Task goal> Where does the string "platform" appear in the records? Copy every line that contains it.

Exercise material>
◇ ◇ ◇ ◇
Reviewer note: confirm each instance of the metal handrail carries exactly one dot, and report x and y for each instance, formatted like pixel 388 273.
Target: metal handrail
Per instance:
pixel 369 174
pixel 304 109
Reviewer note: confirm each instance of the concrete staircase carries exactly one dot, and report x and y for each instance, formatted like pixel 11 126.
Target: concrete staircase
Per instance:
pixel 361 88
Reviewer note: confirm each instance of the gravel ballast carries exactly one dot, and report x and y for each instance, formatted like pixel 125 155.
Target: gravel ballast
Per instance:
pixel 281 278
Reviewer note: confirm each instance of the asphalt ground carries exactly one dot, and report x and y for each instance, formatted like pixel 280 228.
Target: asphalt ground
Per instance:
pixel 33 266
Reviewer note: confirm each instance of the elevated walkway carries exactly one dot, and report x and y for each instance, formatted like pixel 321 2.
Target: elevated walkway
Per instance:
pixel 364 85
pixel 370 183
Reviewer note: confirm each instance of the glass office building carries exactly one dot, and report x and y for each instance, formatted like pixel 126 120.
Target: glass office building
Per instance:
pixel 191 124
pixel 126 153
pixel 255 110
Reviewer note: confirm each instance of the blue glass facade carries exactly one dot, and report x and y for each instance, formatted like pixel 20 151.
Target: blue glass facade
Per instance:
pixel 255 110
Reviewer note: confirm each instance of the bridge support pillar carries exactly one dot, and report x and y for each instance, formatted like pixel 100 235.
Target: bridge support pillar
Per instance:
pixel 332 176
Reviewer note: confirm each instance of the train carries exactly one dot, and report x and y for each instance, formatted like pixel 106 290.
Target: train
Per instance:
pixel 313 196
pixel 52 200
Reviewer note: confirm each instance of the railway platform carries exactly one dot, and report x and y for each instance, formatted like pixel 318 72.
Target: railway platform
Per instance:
◇ ◇ ◇ ◇
Exercise solution>
Reviewer note: confirm each instance of the railway platform carries exactly one dot, and report x and y for each instance, formatted like pixel 318 72.
Target: railway platform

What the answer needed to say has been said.